=== What you are asked to do ===
Starting with the line of the data that contains "instance of flat" and going on through the line that contains "[227,284,369,375]", write those lines out again with "sofa armrest" changed to "couch armrest" and nothing else altered. Give only these lines.

=== Task material ===

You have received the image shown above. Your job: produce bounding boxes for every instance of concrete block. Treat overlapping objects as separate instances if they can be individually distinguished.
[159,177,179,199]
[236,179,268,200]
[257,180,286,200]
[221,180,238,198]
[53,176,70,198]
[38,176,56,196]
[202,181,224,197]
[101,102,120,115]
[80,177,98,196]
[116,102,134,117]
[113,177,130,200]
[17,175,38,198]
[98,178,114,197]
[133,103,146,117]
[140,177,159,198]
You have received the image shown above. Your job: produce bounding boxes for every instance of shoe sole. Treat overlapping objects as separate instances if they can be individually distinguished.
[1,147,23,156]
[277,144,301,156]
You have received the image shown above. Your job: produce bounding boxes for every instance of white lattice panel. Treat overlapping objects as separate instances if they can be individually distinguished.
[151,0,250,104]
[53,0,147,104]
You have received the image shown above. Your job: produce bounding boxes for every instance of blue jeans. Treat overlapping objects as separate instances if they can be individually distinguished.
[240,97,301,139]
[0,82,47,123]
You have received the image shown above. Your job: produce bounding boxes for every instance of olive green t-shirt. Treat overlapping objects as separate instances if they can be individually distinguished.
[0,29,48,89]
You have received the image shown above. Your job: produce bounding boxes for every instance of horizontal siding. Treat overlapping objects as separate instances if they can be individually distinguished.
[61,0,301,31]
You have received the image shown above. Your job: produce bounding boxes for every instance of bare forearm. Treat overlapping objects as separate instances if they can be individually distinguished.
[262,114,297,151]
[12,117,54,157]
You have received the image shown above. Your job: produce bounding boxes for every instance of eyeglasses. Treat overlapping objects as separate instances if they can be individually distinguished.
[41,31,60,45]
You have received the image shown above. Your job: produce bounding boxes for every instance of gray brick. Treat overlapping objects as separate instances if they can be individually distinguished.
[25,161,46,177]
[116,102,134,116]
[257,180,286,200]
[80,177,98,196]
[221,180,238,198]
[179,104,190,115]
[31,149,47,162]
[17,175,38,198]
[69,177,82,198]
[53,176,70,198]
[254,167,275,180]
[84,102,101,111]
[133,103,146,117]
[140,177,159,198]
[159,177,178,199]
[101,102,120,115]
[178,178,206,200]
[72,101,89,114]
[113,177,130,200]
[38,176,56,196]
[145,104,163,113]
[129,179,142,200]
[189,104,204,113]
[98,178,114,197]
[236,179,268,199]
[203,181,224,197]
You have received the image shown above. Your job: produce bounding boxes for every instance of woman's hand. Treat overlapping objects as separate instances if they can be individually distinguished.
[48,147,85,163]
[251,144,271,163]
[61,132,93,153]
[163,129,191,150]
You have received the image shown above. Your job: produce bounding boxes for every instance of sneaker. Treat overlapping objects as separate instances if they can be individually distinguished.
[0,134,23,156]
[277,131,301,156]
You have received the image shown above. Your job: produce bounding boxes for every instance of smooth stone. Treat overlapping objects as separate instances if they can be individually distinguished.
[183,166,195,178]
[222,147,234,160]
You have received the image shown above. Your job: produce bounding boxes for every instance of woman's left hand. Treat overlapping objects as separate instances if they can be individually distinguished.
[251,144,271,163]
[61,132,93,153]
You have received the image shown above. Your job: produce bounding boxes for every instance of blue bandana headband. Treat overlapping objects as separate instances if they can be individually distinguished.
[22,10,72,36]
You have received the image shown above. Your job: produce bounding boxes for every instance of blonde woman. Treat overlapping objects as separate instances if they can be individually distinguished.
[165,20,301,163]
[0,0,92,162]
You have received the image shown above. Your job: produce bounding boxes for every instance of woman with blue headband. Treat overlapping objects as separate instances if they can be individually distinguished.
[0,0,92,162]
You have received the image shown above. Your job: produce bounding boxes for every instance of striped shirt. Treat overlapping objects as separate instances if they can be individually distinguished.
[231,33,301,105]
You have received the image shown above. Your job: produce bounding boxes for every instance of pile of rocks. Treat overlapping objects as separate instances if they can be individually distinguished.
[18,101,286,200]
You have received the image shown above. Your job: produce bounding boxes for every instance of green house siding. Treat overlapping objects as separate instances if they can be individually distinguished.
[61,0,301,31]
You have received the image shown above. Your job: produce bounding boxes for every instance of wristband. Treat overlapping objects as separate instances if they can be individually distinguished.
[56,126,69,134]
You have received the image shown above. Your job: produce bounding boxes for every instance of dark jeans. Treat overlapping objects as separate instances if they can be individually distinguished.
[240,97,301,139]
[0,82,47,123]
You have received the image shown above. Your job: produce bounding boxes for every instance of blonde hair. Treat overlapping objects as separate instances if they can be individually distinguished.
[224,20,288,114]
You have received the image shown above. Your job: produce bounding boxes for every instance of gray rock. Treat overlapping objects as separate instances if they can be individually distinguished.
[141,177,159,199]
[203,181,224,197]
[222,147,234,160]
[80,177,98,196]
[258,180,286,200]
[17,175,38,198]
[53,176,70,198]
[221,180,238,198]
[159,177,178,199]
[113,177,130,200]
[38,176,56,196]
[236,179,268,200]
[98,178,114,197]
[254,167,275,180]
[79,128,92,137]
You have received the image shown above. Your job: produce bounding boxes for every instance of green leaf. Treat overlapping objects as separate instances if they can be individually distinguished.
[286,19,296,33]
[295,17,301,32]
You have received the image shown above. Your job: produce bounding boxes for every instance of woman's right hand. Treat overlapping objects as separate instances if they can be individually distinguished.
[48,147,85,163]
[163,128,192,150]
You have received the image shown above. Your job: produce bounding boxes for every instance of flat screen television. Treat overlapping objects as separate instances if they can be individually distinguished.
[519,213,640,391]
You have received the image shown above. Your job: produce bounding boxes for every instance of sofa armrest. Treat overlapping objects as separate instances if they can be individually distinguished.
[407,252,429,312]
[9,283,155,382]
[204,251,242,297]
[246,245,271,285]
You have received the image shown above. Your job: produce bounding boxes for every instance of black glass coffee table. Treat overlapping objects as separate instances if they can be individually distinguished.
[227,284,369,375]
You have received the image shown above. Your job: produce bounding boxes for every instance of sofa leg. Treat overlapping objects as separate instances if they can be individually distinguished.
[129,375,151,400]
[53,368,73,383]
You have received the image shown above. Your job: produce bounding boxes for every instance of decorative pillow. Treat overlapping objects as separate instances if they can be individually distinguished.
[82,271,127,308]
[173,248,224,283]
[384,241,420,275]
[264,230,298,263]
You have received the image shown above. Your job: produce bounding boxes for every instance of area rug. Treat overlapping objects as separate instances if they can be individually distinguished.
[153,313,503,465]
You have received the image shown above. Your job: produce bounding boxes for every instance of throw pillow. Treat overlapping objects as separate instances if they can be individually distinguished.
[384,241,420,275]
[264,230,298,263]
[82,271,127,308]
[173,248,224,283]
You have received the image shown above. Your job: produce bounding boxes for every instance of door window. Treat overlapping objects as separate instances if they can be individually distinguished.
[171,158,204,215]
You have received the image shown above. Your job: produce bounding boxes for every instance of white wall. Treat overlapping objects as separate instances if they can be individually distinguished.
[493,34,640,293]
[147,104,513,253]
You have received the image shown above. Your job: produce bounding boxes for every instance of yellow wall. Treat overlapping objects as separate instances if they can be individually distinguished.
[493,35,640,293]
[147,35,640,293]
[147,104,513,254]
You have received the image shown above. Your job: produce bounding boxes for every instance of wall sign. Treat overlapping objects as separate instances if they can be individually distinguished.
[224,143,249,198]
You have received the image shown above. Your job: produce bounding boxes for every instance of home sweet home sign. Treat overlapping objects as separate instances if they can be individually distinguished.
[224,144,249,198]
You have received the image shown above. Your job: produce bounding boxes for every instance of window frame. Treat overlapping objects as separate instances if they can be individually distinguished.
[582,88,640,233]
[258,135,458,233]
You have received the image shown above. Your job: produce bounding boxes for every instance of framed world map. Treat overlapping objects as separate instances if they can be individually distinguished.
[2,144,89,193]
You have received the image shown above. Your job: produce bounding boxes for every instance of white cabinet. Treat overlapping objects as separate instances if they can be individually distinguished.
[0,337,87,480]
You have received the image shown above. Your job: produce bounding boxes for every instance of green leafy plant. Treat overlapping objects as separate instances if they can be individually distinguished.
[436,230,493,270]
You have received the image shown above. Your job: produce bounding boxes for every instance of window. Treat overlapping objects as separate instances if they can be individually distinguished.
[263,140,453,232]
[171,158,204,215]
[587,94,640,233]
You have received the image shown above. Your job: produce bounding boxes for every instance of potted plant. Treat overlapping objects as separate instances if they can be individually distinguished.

=== Solution to this task ===
You have received the image shown above. Your job: produce bounding boxes for every instance of flat screen television. Treat overlapping objects as separate instances if they can be individually distinguished.
[519,213,640,391]
You have received the image shown above. Your job: produce bounding boxes for every instance of couch armrest. Treat overlapping objects as separate instances if they can be individually distinguished.
[407,252,429,312]
[9,283,155,382]
[204,251,242,297]
[246,245,271,285]
You have received the image shown above. Your job: produce bounding boxes for every instance of black glass coffee table. Treat overlapping objects as separate instances if they can be individually distinguished.
[227,284,369,375]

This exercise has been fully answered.